*WORK REQUIRED*: Copy every one of the following entries word for word, keeping each line and number unchanged.

*TASK MATERIAL*:
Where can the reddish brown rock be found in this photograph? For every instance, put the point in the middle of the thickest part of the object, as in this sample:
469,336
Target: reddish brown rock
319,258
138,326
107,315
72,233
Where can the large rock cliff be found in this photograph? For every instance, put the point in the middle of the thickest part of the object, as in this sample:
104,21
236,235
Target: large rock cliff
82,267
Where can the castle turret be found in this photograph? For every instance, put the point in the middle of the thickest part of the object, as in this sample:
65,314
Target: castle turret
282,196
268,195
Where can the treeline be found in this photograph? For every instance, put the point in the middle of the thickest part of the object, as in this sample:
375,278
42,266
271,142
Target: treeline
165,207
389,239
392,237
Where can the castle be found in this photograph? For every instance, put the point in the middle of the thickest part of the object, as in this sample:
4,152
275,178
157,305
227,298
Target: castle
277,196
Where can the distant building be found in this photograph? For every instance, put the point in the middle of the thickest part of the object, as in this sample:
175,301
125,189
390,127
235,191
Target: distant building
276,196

*ANSWER BELOW*:
Where can the reddish brown rock be found in this photograph? For every instance, put the point in the middle of the thickest part of the object, as in this sample:
469,336
Target: reddish brown rock
319,258
138,326
107,315
72,233
Where can the large rock cliff be found in this photograph? For every instance, put the point in the middle of the thickest part of the object, as in this sample:
104,21
236,235
Target: large rock cliff
82,267
Where can the castle turret be found in this photograph? For every instance, put the point in the middle of the thickest part of the object, as in this sample:
65,314
Target: castle turret
282,196
268,195
Where can the treeline be found in this photograph? For every instance, put the point in the middle of the thickest part of the object, as in this sample:
375,278
42,266
271,142
Target: treeline
165,207
389,239
392,237
Where can the castle be found in this photograph? For every instance, put the point in the middle of the thickest part of the object, as in this sample:
4,152
275,178
157,305
227,298
Target: castle
277,196
Where can the distant building be found in this photograph? For every instance, put the point in the middle of the thickest part of the object, as in this sample:
175,301
125,189
390,127
235,191
Target: distant building
276,196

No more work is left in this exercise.